» **TESTO**:
# # # # # # #

Opinioni Caeranesi

Mauro Marconato

Dalla memoria al ricordo

Se sulla memoria della shoah (27 gennaio) non ci sono mai state polemiche, se non da parte di qualche esaltato negazionista, sul ricordo delle foibe (10 febbraio) ci sono stati prima assurdi e sbagliati tentativi di oscuramento e minimizzazione dei fatti e poi una giusta “riscoperta” di quel dramma storico, subito ed inevitabilmente strumentalizzata in funzione anticomunista, a comunismo ormai tramontato, soprattutto dai nostalgici del fascismo, e non solo.

Vediamo allora di capire come sono andate veramente le cose, per cercare di “celebrare” il 10 febbraio con spirito di verità e non di bassa propaganda politica.

Dal 1944, e soprattutto dopo il trattato di pace del febbraio 1947, avvenne l’esodo di circa 250 mila giuliano-dalmati dall’Istria e dalla Dalmazia, anche a causa dell’eliminazione di migliaia di persone, molte delle quali gettate nelle foibe. 

Ad essere uccisi barbaramente dai partigiani comunisti di Tito furono ex fascisti e repubblichini, funzionari statali, militari e poliziotti italiani, ma anche nazionalisti croati e sloveni e perfino, paradossalmente, partigiani comunisti italiani in contrasto con quelli titini. I profughi istriani e dalmati non furono trattati molto bene nell’Italia del dopoguerra e le forze politiche di allora, in particolare PCI e DC, fecero poco o nulla per salvaguardare i loro diritti, cercando di non inimicarsi il maresciallo Tito che si era smarcato da Mosca e che rivendicava una sua autonomia, utile all’occidente. Prevalse la ragion di stato.

Ma torniamo un po’ indietro con la storia.

Nel 1918, dopo la guerra e la dissoluzione dell’Impero austroungarico, i territori in questione furono spartiti tra il Regno di Jugoslavia e il Regno d’Italia, con l’impegno a rispettare i diritti delle minoranze italiane e slave presenti in entrambe le parti.

# # # # # # #

» **COSA FARAI**:
[A] Nel testo sulle foibe, quanti giuliano-dalmati lasciarono all'incirca l'Istria e la Dalmazia?
[B] Modifica il testo sulle foibe trascrivendo il brano tra "Vediamo allora di" e "bassa propaganda politica.", estremi compresi, e mettendo "onestà" al posto di "verità".
[C] Prosegui il testo sulle foibe dopo la sua ultima frase.

» **DATI FORNITI**:
# # # # # # #

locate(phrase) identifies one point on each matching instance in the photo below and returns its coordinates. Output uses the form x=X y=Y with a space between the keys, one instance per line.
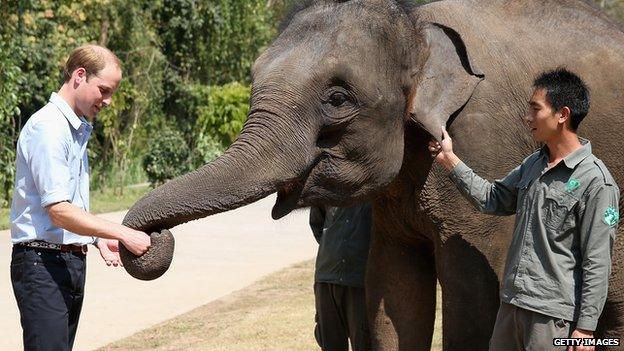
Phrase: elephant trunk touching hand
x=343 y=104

# # # # # # #

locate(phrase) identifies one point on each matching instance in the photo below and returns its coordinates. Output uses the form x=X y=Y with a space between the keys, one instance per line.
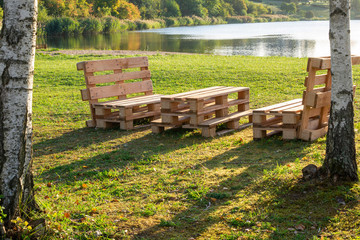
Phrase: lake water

# # # # # # #

» **ESERCIZI RISOLTI**:
[A] Circa 250 mila.

[B]
Vediamo allora di capire come sono andate veramente le cose, per cercare di “celebrare” il 10 febbraio con spirito di onestà e non di bassa propaganda politica.

[C]
Nella cosiddetta Venezia Giulia, annessa al Regno d’Italia, nel 1910 erano presenti (dati del censimento austrico) 480.000 slavi contro 403.000 italiani e poi, nel 1931, in pieno periodo fascista, 443.000 slavi contro 526.000 italiani. E’ evidente che gli slavi erano qualcosa di più di una minoranza.

Ma quale fu la politica dell’Italia e del fascismo nei confronti di questi slavi?

Nel 1920 avviene l’occupazione della città di Fiume e Gabriele D’Annunzio proclama: ”Nella terra di specie latina, nella terra smossa dal vomere latino, l’altra stirpe (cioè quella slava) sarà foggiata o prima o poi dallo spirito creatore della latinità…”

In che modo avvenne questo tentativo di “latinizzazione” forzata degli slavi?

A partire dal 1918 e fino al 1924 si ripeterono, ad opera delle autorità o delle squadre fasciste, in queste zone:

  • l’abolizione dell’uso del croato e sloveno nei rapporti ufficiali con la popolazione
  • la chiusura di circoli culturali slavi delle campagne, sospettati di nazionalismo
  • la tassazione al quadruplo delle insegne in sloveno e croato dei locali pubblici
  • la deportazione di intellettuali e preti slavi in Sardegna, tra questi anche il vescovo di Veglia, che si era opposto alla eliminazione dei riti cattolici in liturgia slava e protoslava
  • la ripetuta devastazione o incendio, a Trieste e a Pola, delle case del popolo slave, di loro biblioteche, circoli di cultura, giornali, associazioni operaie di mutuo soccorso, banche di credito, luoghi di ritrovo… addirittura di case e canoniche
  • il sistematico boicottaggio di liste e candidati slavi in occasione di elezioni, arrivando a non fornire i certificati o a cancellare elettori dagli elenchi elettorali

Dal 1926 si osteggia l’uso della lingua locale sia nei rapporti privati che nei canti popolari, nelle prediche in chiesa e perfino nell’uso dei telegrammi e si cacciano dalle scuole molti insegnanti di lingua slovena e croata, che continuano ad essere insegnate solo parzialmente e come lingue straniere, e si eliminano gradualmente tutte le 400 scuole slave esistenti.

Si procede anche ad espropri di terreni.

Nel 1940, con l’ingresso in guerra dell’Italia, la situazione peggiora ulteriormente ed arrivano anche i tedeschi, gli ungheresi ed i bulgari. Inizia ovviamente una lotta di resistenza slava e partigiana, con azioni di guerra e rappresaglie. Per ogni italiano morto vengono uccisi due ostaggi che, dal 1942 al 1943 sommarono a 146, e vengono compiuti saccheggi, arresti, deportazioni ecc.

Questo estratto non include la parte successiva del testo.